**PROBLEM DETAILS**
The required output is the line that contains "positive clicks: (448, 425) (453, 429)" and every line after it, each written out exactly, up to the end of the entries.

BEGIN LISTED ENTRIES

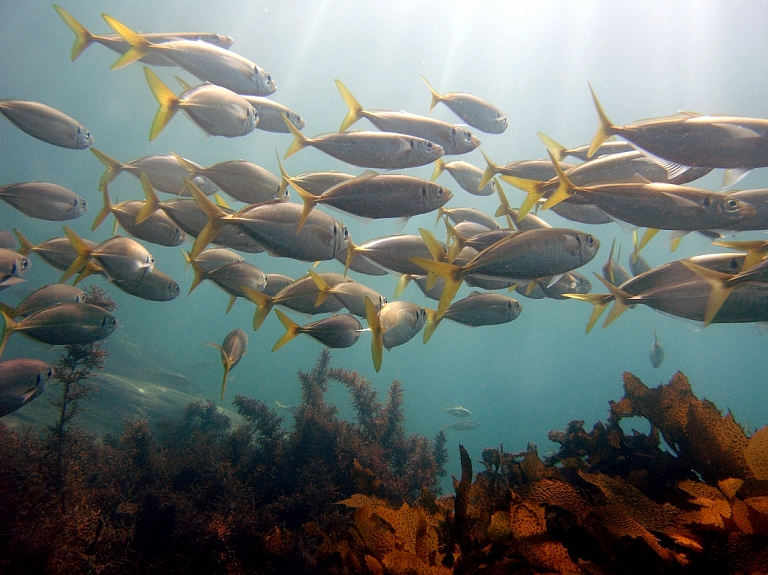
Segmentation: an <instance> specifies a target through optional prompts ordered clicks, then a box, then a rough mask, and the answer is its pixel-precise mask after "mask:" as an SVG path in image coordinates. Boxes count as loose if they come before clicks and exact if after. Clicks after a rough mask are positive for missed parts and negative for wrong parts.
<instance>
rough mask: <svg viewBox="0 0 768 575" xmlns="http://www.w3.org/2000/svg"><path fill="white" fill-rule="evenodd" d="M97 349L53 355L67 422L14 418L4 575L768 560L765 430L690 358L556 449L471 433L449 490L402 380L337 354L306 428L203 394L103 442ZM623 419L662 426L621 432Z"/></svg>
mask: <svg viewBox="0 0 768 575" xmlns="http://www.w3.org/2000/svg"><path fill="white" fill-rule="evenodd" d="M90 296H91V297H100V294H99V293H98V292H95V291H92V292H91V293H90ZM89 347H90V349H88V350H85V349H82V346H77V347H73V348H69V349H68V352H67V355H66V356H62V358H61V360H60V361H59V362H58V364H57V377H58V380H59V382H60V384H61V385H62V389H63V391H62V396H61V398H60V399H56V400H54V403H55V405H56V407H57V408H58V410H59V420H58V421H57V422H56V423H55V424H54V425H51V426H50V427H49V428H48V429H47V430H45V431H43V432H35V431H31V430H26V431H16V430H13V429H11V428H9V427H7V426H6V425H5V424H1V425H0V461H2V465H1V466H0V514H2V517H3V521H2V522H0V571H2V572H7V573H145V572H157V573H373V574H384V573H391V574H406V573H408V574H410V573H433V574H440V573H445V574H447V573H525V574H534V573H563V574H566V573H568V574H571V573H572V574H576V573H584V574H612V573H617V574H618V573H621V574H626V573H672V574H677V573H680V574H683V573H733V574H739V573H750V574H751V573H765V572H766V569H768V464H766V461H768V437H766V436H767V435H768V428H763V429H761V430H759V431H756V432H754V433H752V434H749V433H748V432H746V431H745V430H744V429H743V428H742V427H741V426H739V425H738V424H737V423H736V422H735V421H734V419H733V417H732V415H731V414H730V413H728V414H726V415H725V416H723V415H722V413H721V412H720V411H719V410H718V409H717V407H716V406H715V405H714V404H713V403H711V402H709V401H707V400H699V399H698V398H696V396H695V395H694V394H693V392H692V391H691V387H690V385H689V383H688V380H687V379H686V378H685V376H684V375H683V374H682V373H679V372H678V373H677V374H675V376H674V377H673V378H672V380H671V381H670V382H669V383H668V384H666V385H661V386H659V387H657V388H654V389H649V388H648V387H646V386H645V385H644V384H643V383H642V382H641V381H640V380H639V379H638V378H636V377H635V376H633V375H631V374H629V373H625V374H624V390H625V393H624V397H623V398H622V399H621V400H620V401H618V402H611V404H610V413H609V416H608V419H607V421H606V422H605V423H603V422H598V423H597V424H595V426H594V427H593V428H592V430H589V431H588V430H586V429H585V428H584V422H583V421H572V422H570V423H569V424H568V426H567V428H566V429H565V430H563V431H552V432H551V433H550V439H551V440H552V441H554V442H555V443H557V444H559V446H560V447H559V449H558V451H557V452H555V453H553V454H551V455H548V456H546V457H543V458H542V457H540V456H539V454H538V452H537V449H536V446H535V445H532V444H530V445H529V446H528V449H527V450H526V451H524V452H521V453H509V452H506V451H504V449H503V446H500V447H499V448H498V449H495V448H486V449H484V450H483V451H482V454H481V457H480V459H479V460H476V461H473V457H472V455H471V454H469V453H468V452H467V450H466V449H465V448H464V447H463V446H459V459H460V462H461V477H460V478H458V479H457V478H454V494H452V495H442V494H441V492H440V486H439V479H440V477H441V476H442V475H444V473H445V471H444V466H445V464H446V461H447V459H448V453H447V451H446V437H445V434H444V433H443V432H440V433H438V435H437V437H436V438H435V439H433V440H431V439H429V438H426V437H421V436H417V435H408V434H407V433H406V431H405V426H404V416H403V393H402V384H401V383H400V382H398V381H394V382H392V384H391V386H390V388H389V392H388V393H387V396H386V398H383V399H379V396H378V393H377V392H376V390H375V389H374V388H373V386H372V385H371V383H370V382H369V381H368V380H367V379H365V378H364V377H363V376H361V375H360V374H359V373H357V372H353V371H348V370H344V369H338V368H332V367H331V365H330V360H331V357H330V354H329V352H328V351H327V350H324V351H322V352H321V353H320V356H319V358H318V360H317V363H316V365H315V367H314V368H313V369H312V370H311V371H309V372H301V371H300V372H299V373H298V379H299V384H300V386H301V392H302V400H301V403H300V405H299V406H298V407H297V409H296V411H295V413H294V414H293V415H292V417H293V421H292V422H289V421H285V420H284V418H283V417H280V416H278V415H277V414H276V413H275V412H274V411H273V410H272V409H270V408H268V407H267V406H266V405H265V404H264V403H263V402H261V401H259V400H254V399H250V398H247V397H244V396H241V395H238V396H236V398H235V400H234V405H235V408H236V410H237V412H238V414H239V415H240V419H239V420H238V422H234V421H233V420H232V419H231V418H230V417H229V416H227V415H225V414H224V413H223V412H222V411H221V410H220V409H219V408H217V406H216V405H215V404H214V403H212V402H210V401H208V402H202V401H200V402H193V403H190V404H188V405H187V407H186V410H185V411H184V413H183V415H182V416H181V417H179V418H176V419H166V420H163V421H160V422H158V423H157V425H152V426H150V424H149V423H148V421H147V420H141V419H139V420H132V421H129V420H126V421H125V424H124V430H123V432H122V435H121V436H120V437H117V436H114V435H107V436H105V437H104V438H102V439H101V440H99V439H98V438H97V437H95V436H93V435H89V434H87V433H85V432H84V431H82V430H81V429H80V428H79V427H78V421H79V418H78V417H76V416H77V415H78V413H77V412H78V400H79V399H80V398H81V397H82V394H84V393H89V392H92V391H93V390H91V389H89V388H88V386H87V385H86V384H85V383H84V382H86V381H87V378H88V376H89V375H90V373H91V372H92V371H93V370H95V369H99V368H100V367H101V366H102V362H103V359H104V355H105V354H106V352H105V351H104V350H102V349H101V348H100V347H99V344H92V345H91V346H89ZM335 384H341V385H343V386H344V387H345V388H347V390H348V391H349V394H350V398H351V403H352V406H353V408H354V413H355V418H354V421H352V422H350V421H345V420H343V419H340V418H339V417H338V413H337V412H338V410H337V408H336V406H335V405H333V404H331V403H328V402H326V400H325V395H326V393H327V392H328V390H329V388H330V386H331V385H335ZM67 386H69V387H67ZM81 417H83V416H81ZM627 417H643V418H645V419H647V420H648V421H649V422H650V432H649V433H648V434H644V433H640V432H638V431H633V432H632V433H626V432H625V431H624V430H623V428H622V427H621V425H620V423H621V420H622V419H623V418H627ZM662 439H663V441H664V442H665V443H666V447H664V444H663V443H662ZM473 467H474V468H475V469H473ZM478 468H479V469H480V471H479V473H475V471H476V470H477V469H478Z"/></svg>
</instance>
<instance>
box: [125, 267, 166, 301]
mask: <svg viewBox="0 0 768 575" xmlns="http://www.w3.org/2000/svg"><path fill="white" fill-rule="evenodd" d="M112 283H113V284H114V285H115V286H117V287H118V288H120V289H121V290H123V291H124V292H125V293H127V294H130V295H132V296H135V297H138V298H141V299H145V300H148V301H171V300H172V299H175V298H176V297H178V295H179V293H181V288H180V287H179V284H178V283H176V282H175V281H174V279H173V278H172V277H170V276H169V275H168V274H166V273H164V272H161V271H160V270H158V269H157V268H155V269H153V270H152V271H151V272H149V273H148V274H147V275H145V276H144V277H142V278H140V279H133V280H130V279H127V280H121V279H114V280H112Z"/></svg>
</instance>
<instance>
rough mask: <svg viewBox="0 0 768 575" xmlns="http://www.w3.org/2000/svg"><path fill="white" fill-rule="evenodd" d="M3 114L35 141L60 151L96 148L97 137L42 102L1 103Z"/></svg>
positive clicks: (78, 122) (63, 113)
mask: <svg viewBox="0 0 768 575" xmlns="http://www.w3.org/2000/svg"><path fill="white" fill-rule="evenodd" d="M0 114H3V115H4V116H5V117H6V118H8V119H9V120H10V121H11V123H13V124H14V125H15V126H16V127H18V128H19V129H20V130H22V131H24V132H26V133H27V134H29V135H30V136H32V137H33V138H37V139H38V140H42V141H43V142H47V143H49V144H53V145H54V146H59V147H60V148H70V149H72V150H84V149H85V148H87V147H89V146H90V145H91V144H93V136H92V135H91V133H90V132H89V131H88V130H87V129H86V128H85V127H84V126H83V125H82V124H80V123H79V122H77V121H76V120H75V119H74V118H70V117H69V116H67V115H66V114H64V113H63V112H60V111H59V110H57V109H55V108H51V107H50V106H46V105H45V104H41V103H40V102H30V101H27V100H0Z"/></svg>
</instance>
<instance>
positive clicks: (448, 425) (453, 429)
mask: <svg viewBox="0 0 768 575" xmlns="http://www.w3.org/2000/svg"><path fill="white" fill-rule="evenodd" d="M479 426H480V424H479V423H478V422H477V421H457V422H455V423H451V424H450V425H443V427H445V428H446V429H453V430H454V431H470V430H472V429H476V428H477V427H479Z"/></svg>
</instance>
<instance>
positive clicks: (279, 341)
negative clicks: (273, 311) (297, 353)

END LISTED ENTRIES

**RESPONSE TO THE EXERCISE**
positive clicks: (448, 425) (453, 429)
mask: <svg viewBox="0 0 768 575" xmlns="http://www.w3.org/2000/svg"><path fill="white" fill-rule="evenodd" d="M479 426H480V424H479V423H478V422H477V421H457V422H455V423H451V424H450V425H443V427H445V428H446V429H453V430H454V431H470V430H472V429H476V428H477V427H479Z"/></svg>
</instance>
<instance>
positive clicks: (279, 341)
negative clicks: (273, 311) (297, 353)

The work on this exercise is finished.